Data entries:
★ ★ ★ ★
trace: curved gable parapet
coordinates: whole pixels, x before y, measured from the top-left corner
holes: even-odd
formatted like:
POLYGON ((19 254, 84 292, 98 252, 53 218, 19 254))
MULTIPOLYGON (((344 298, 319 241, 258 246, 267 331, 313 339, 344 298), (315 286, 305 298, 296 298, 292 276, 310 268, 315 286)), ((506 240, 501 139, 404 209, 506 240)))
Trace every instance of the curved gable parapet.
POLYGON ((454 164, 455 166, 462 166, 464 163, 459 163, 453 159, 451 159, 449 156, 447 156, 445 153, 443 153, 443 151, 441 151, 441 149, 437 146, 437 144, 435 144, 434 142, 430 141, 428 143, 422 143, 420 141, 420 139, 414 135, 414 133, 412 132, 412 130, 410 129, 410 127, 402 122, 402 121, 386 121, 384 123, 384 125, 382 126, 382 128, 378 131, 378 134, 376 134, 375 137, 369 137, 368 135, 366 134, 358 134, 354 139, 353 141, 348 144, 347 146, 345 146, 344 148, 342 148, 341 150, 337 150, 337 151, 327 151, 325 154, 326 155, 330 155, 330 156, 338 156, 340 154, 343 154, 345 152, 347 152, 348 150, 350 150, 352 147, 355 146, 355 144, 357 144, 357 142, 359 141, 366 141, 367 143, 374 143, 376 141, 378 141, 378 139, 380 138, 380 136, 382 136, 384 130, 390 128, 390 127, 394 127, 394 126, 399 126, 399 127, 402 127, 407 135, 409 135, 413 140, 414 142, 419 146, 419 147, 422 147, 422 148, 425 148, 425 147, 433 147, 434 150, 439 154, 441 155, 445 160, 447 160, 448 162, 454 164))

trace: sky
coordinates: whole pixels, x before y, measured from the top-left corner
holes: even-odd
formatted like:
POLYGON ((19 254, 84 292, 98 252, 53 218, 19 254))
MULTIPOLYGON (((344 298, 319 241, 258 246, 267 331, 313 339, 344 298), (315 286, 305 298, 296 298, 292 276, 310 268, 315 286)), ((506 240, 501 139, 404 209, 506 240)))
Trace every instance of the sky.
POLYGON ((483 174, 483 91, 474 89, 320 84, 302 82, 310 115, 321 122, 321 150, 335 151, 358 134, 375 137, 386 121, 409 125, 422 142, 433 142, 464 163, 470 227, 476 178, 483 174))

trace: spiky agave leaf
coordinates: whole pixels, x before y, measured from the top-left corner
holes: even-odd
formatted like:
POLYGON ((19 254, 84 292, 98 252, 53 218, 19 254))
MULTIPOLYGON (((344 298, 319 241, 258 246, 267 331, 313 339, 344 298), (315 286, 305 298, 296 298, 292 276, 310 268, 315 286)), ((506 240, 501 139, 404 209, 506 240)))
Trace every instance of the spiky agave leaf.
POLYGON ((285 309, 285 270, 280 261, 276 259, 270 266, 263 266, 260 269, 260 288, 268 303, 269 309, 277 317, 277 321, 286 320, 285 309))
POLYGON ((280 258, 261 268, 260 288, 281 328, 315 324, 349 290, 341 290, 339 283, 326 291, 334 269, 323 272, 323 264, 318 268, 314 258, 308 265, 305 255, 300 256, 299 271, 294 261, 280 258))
★ ★ ★ ★
## PROMPT
Make a verbatim copy of every entry shown above.

## RESULT BELOW
trace: curved gable parapet
coordinates: whole pixels, x before y, measured from the top-left corner
holes: even-odd
formatted like:
POLYGON ((19 254, 84 292, 98 252, 53 218, 19 254))
MULTIPOLYGON (((344 298, 319 241, 258 246, 267 331, 313 339, 344 298), (315 286, 305 298, 296 298, 292 276, 310 268, 315 286)), ((506 240, 501 139, 404 209, 506 240)))
Trace every instance of the curved gable parapet.
POLYGON ((454 164, 455 166, 462 166, 464 163, 459 163, 453 159, 451 159, 449 156, 447 156, 445 153, 443 153, 443 151, 441 151, 441 149, 437 146, 437 144, 435 144, 434 142, 430 141, 428 143, 422 143, 420 141, 420 139, 414 135, 414 133, 412 132, 412 130, 410 129, 410 127, 402 122, 402 121, 386 121, 384 123, 384 125, 382 126, 382 128, 378 131, 378 134, 376 134, 375 137, 369 137, 368 135, 366 134, 358 134, 354 139, 353 141, 348 144, 347 146, 345 146, 344 148, 342 148, 341 150, 337 150, 337 151, 327 151, 325 154, 326 155, 330 155, 330 156, 338 156, 340 154, 343 154, 345 152, 347 152, 348 150, 350 150, 352 147, 355 146, 355 144, 357 144, 357 142, 359 141, 366 141, 367 143, 374 143, 376 141, 378 141, 378 139, 380 138, 380 136, 382 136, 384 130, 390 128, 390 127, 394 127, 394 126, 399 126, 399 127, 402 127, 407 135, 409 135, 413 140, 414 142, 419 146, 419 147, 422 147, 422 148, 425 148, 425 147, 433 147, 434 150, 439 154, 441 155, 445 160, 447 160, 448 162, 454 164))

trace: sky
coordinates: whole pixels, x before y, measured from the top-left corner
holes: even-odd
formatted like:
POLYGON ((19 254, 84 292, 98 252, 53 218, 19 254))
MULTIPOLYGON (((344 298, 319 241, 258 246, 267 331, 313 339, 344 298), (315 286, 305 298, 296 298, 292 276, 310 268, 315 286)), ((506 240, 501 139, 404 209, 506 240)))
Trace every instance of the sky.
POLYGON ((483 174, 483 91, 474 89, 320 84, 302 82, 310 115, 321 122, 321 150, 335 151, 358 134, 375 137, 386 121, 409 125, 422 142, 433 142, 464 163, 470 227, 476 178, 483 174))

trace: spiky agave leaf
coordinates: whole pixels, x before y, measured from the top-left corner
holes: even-odd
formatted like:
POLYGON ((19 254, 84 292, 98 252, 53 218, 19 254))
MULTIPOLYGON (((344 298, 319 241, 258 246, 267 331, 313 339, 344 298), (315 286, 305 298, 296 298, 292 276, 310 268, 315 286)), ((506 240, 501 139, 404 209, 506 240)))
Trace every instance of the spiky agave leaf.
POLYGON ((285 309, 285 270, 280 261, 276 259, 270 266, 263 266, 260 269, 260 288, 268 303, 269 309, 277 317, 277 321, 286 320, 285 309))
POLYGON ((280 258, 261 268, 260 288, 281 328, 315 324, 349 290, 341 290, 339 283, 326 291, 334 269, 323 272, 323 264, 318 268, 314 258, 308 265, 305 255, 300 256, 299 271, 294 261, 280 258))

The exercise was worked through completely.